> **What to work on**:
Continue the article about xylitol and heart risk, starting after its final sentence.
(Text excerpt begins)
Are sweeteners any good?

A low-calorie sweetener called xylitol used in many reduced-sugar foods and consumer products such as gum and toothpaste may be linked to nearly twice the risk of heart attacks, stroke and death in people who consume the highest levels of the sweetener, a new study found.

"We gave healthy volunteers a typical drink with xylitol to see how high the levels would get and the (levels of xylitol) went up 1,000-fold," said senior study author Dr. Stanley Hazen, director of the Center for Cardiovascular Diagnostics and Prevention at the Cleveland Clinic Lerner Research Institute.

"When you eat sugar, your glucose level may go up 10% or 20% but it doesn't go up a 1,000-fold," as the xylitol levels did, said Hazen, who also directs the Cleveland Clinic's Center for Microbiome and Human Health.

"Humankind has not experienced levels of xylitol this high except within the last couple of decades when we began ingesting completely contrived and sugar-substituted processed foods," he added.


In 2023, the same researchers found similar results for another low-calorie sweetener called erythritol, which is used as a bulking sugar in stevia, monkfruit and keto reduced-sugar products.
(Text excerpt ends)
(Dataset content begins)
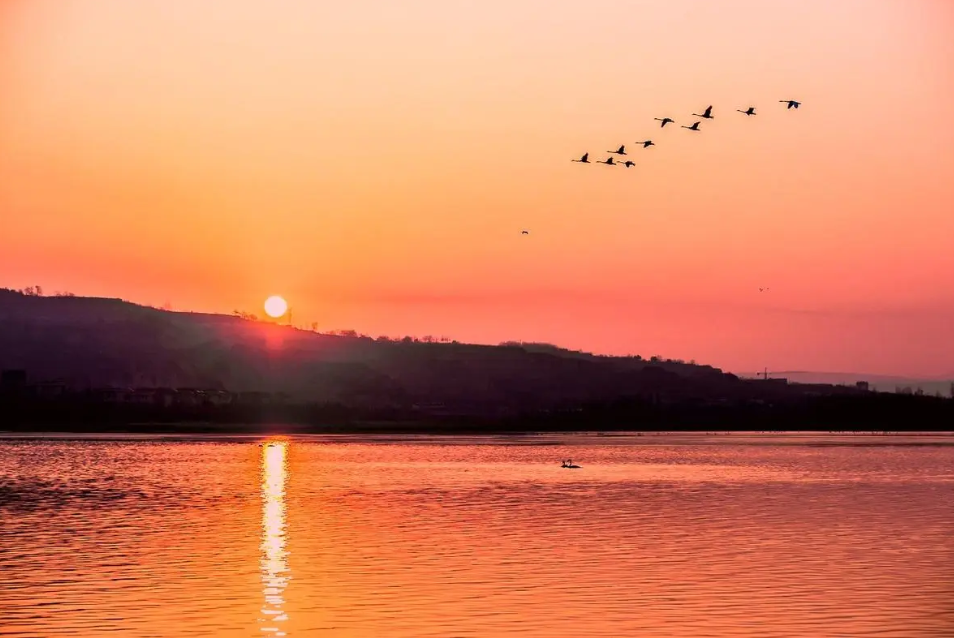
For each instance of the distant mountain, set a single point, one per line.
(Dataset content ends)
(Dataset content begins)
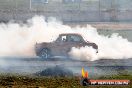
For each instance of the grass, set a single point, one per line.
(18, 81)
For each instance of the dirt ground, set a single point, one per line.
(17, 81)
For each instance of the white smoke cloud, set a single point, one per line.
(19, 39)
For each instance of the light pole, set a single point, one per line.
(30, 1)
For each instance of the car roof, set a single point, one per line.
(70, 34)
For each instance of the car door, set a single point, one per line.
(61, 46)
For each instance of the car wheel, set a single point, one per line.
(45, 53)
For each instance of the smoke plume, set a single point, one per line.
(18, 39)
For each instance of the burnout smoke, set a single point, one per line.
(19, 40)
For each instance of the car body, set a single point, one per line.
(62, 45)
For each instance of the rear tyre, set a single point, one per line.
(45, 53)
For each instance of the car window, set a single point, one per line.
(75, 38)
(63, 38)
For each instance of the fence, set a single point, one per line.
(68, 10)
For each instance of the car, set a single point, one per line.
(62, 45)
(Dataset content ends)
> **Task response**:
Additional lab and animal research presented in both papers revealed erythritol and xylitol may cause blood platelets to clot more readily. Clots can break off and travel to the heart, triggering a heart attack, or to the brain, triggering a stroke.

In the new study on xylitol, "differences in platelet behavior were seen even after a person consumed a modest quantity of xylitol in a drink typical of a portion consumed in real life," said Dr. Matthew Tomey, a cardiologist at Mount Sinai Fuster Heart Hospital in New York City, who was not involved in the study.

Some 61% of American adults will have cardiovascular disease by 2050, according to a recent prediction by the American Heart Association. Reducing clotting activity is a key treatment used by cardiologists, so any additional clotting in platelets is a bad sign, said Dr. Andrew Freeman, director of cardiovascular prevention and wellness at National Jewish Health in Denver.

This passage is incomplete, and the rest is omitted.